• _Your goal_
Copy out every line of the listing below, character for character.

··· Listed records ···

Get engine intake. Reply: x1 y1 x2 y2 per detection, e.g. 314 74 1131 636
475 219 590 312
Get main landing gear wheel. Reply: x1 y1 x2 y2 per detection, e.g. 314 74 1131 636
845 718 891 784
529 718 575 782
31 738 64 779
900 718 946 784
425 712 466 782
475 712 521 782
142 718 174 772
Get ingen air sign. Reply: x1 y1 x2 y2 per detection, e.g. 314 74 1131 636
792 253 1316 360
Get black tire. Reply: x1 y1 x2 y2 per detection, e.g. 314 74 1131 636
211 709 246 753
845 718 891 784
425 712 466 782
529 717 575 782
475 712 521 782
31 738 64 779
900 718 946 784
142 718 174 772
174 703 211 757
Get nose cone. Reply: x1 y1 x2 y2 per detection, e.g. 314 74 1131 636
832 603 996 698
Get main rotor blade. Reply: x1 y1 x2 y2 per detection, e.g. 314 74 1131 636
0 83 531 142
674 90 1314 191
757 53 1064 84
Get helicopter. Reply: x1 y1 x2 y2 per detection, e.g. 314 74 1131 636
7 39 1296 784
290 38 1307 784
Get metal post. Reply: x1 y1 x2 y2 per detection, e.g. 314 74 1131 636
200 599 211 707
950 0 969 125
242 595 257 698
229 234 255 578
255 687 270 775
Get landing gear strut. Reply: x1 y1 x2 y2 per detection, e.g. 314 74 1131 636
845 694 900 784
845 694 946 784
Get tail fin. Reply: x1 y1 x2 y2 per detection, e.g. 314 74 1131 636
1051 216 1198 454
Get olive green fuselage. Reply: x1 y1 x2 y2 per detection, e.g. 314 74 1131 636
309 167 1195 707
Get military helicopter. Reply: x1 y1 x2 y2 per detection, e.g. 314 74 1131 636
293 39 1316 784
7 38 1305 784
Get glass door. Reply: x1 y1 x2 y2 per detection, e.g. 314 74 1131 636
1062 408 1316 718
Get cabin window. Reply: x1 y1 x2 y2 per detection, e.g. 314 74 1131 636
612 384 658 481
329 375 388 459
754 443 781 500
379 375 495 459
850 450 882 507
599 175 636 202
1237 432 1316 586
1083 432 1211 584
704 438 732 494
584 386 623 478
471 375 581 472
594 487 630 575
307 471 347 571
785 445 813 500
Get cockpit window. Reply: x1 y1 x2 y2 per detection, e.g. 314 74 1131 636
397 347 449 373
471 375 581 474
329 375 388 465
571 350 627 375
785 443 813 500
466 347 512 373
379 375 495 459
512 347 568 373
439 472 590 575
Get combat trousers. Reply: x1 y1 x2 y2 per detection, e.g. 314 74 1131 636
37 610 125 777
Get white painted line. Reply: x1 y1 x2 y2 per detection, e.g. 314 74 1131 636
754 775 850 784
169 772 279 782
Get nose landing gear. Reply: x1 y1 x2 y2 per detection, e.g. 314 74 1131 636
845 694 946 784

···

• _Result of the exercise_
Get engine intake. Reply: x1 y1 x2 y2 per detection, e.g. 314 74 1131 636
475 219 590 312
Get main landing gear wheel. Reply: x1 y1 x2 y2 per detection, e.g. 314 74 1131 636
845 718 891 784
529 718 575 782
31 738 64 779
900 718 946 784
425 712 466 782
475 712 521 782
142 718 174 772
Get ingen air sign. Reply: x1 y1 x2 y2 per detection, e.g. 314 74 1131 636
792 253 1316 360
Get black tire. Reply: x1 y1 x2 y2 per detection, e.g. 314 74 1131 636
211 709 246 753
845 718 891 784
425 712 466 782
529 717 575 782
475 712 521 782
31 738 64 779
900 718 946 784
142 718 174 772
174 703 211 757
Get nose cone. Reply: x1 y1 x2 y2 per detection, e.g. 314 74 1131 636
832 603 996 698
Get main rotor blade. Reply: x1 y1 x2 y2 per detection, e.g. 314 74 1131 636
0 83 531 142
674 90 1314 191
757 53 1064 84
Get helicopter. Reply: x1 y1 x2 y2 per detection, e.g. 314 74 1131 636
7 39 1296 784
290 38 1307 784
Get metal post. Reply: x1 y1 x2 y2 per detection, e.g. 314 74 1131 636
200 599 211 707
950 0 969 125
242 595 257 698
229 234 255 578
255 687 270 775
Get landing gear strut. Reply: x1 y1 x2 y2 per detection, e.g. 314 74 1131 636
845 694 900 784
845 694 946 784
Get tail fin. Reply: x1 y1 x2 y2 per detection, e.g. 314 74 1131 636
1051 216 1198 454
Get olive green fuselage. Reply: x1 y1 x2 y2 per detection, e.g. 314 74 1131 636
309 167 1195 707
Get military helicopter. Reply: x1 y1 x2 y2 per detection, e.g. 314 74 1131 636
293 39 1316 784
7 38 1305 784
Get glass door. Reply: x1 y1 x2 y2 per detection, e.g. 314 74 1131 636
1062 408 1316 718
Get cabin window. Reply: x1 y1 x2 y2 per detection, e.g. 314 74 1131 636
612 384 658 481
329 375 388 459
754 443 781 500
379 375 495 459
850 450 882 507
599 175 636 202
1237 432 1316 586
1083 432 1211 584
704 438 732 494
584 386 623 478
471 375 581 472
594 487 630 575
307 471 347 571
785 445 813 500
Get cockpit window. Reply: x1 y1 x2 y2 per detection, e.g. 314 74 1131 636
397 347 449 373
471 375 581 474
329 375 388 465
571 350 627 375
785 443 813 500
466 347 512 373
379 375 495 459
512 347 568 373
439 472 590 575
Get combat trousers. Reply: x1 y1 x2 y2 per detection, e.g. 314 74 1131 636
37 610 125 777
Get white painted line. Reply: x1 y1 x2 y2 per detection, e.g. 314 74 1131 636
754 775 850 784
169 772 279 782
Get nose landing gear. Reply: x1 y1 x2 y2 per detection, e.g. 314 74 1131 636
845 694 946 784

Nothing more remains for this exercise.